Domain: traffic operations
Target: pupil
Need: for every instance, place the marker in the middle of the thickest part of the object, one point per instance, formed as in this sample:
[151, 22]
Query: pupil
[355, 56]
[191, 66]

Instruction:
Rewrite all of the material above as a numbered list, one line per item, with blank lines omitted.

Task output:
1. Domain: traffic operations
2. Target: pupil
3. Need: for every instance, place the marker in the middle of the thickest part of the object, one point per instance, formed as in this sample:
4. [151, 22]
5. Query: pupil
6. [355, 56]
7. [191, 66]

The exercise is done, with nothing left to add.